▶ **Exercise**
Print the records below exactly as they appear. Omit all pictures.

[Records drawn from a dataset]
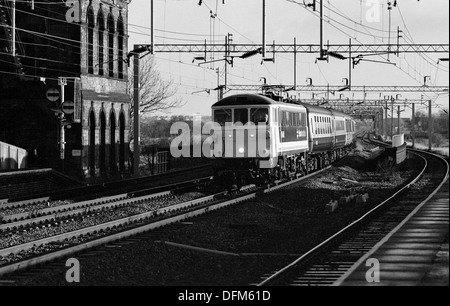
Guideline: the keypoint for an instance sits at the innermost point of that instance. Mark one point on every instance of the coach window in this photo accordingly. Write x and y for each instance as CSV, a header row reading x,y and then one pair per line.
x,y
221,116
241,115
259,115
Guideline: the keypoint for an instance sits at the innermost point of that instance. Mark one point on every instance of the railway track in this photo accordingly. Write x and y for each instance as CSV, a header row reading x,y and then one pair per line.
x,y
120,231
35,214
331,259
127,186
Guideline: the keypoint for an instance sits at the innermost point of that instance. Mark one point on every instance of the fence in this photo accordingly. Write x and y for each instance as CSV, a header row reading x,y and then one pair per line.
x,y
12,158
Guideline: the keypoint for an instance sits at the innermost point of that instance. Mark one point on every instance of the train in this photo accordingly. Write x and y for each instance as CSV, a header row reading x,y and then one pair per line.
x,y
266,138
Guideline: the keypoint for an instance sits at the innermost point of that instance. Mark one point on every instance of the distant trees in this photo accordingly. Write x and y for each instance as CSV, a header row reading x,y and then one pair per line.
x,y
156,94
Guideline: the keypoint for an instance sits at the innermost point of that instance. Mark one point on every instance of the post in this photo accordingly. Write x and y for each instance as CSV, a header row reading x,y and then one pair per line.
x,y
226,62
386,120
137,139
430,125
62,132
152,13
14,28
295,63
264,30
392,118
350,65
389,37
414,125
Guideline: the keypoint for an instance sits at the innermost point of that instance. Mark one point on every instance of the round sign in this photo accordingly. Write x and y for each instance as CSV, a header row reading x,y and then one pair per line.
x,y
53,94
68,107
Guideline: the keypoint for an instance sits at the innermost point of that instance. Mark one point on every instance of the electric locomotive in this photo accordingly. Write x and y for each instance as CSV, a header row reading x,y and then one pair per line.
x,y
265,139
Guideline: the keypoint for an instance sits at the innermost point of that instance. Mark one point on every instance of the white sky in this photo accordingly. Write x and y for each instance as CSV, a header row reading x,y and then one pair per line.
x,y
184,21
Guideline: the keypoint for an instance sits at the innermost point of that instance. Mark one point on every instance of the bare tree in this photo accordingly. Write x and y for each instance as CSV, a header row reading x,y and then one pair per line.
x,y
156,94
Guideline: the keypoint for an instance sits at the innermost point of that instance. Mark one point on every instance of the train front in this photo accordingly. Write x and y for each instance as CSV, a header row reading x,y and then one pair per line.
x,y
246,144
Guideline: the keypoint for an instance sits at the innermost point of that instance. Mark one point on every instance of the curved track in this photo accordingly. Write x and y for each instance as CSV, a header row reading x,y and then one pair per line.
x,y
327,262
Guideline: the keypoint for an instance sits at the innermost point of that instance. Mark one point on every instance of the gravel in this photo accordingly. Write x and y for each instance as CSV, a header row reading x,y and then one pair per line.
x,y
286,222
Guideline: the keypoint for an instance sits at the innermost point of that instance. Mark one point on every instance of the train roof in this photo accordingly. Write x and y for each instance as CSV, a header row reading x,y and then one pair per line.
x,y
340,114
315,109
247,99
259,99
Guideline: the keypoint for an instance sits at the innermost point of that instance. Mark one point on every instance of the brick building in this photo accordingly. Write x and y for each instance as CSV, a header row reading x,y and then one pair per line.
x,y
83,41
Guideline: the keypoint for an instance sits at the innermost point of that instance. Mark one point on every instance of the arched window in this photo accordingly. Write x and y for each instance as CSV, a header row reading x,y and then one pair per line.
x,y
92,143
111,32
112,147
122,142
102,142
101,31
121,32
90,38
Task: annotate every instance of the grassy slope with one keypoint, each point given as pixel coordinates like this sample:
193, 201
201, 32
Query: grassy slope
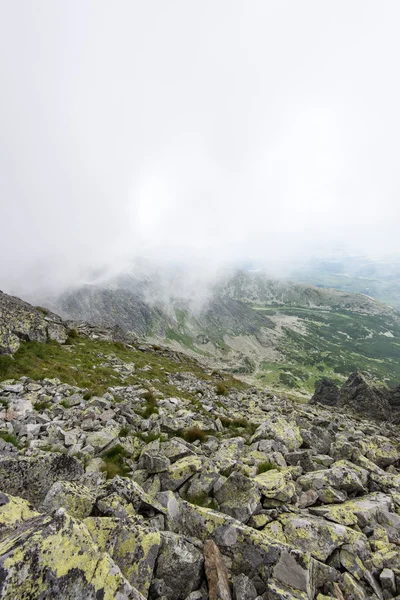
79, 363
335, 344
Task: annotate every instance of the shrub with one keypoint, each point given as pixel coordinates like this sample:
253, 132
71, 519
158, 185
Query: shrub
234, 423
114, 462
11, 439
193, 434
265, 466
40, 406
124, 431
221, 389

▶ **Output below**
Guideline: the keypoint for an instance sits at the innermost point of that instance. Mark one point on every instance of the coach window in this photo accordingly. Write x and y for each instance as CSV, a header row reading x,y and then one pair per line.
x,y
221,116
241,115
259,115
Guideline: the keypoint for an instance sits at the innermost point of that instance. Mark one point on every instance of the railway track in this photo accordingly. Write x and y for each instance as CSV, a header row reading x,y and then one pair per line.
x,y
120,231
35,214
331,259
127,186
Guideline: the keypoint for an instance sits at the innermost point of that instance. Mark one point on every instance of the fence in this photo accordingly. Write x and y for each instance as CSV, a header row reading x,y and then one pair per line.
x,y
12,158
Guideline: the keypoint for an instance sits at the innermost point of that instance. Mark one point on every instance of the train in this photo accordingly. Write x and y for each instance as CSV, a header row reading x,y and then one pair per line.
x,y
266,138
Guideline: the keypoint for an instance sits at the innermost point of that instance. Mark one point on every instance of the distant trees in this photo accordingly. Write x and y for each instance as CSV, a header row reading x,y and then one pair per line.
x,y
156,94
Guideline: the keypoint for an instance sits at the innermost point of that instance. Mark one point on every instance of the post in this photo accordingly. Write x and y for each instance as CSV, a header row reading x,y and then one pair per line.
x,y
226,62
386,120
137,139
430,125
62,132
152,13
14,28
295,63
264,30
392,118
350,65
389,37
414,125
Guideline: the keypoint for an instance sits at the innermost point of that instance. Mark one point on every instance of the round sign in this photo accordingly. Write x and y for each instance as CSV, a header row reading x,y and then one pair per line.
x,y
53,94
68,107
Guideline: the keypoint for an instance sits at the innermost point of that instance. Mark one point on every instance of the electric locomotive in this photo accordingly. Write x and y for each instance as CSV, a header row reading x,y and then one pair per line.
x,y
265,139
Guideline: the keypoint for an instance sits at the innermost point of that instance. Mark one point on every instance of the white sky in this photo accordingly. Write x and y for each instance as CSV, a header row reading x,y and then one pair per line.
x,y
184,21
Guideline: the keypoint for an instance sits at the innermost point of that instance. Mark one point on every instance of the bare tree in this photo accordingly. Write x and y for each instance as CSV, a header row reading x,y and then one pair per line.
x,y
156,94
Guideline: the keypoint for an instance sits at the innermost point of that instance. Mark one point on every instance of the train front in this photo accordingly. Write x and y for each instance as CSV, a header row reading x,y and then one pair per line.
x,y
246,144
Guideline: the keypoint for an instance sits at the innermost point of that instance. Mark one point on every instance of the curved track in this photo accordingly. Write x and y for each instance as CSV, a header row reading x,y and then one pair per line.
x,y
327,262
Guideline: the keypoint for an instance sits at the innermost point of that instance. Mark one point on every instance of the gravel in this photo accordingly. Write x and y for each instance as CSV, a header row reading x,y and then one pair per line.
x,y
286,222
Guideline: the keypoint for an instance sits at the innermost point of that instance. Mark one point on every instance of the train roof in this photo accordingly. Write x and y for each instance as CSV, a header row reading x,y and then one pair per line.
x,y
340,114
315,109
247,99
259,99
Guideline: the keypoint for an instance sits at the innermost point of that instance. Mark one point on every instance of the brick building in this photo accordingly. Write x and y for each instance as CSV, a header row reading x,y and then one pair per line.
x,y
83,41
Guideline: the keypoint for an instance sits at the innermost point of that instance. Mark one point on every instance of the arched window in this photo accordingly. Write x and y for each instance as CSV, a header row reading x,y and then one pair per line.
x,y
92,143
111,32
112,147
122,142
102,142
101,31
121,32
90,38
Task: annotate every instance of the grassy slope with one keypoint, each point given as pixel coordinates like this sample:
193, 201
201, 32
Query: grassy slope
79, 363
335, 344
Task: annotate every instance of the shrub with one keypoint, each point given as pixel coordinates like this sample:
253, 132
71, 519
158, 185
Query: shrub
234, 423
114, 462
11, 439
193, 434
265, 466
40, 406
124, 431
221, 389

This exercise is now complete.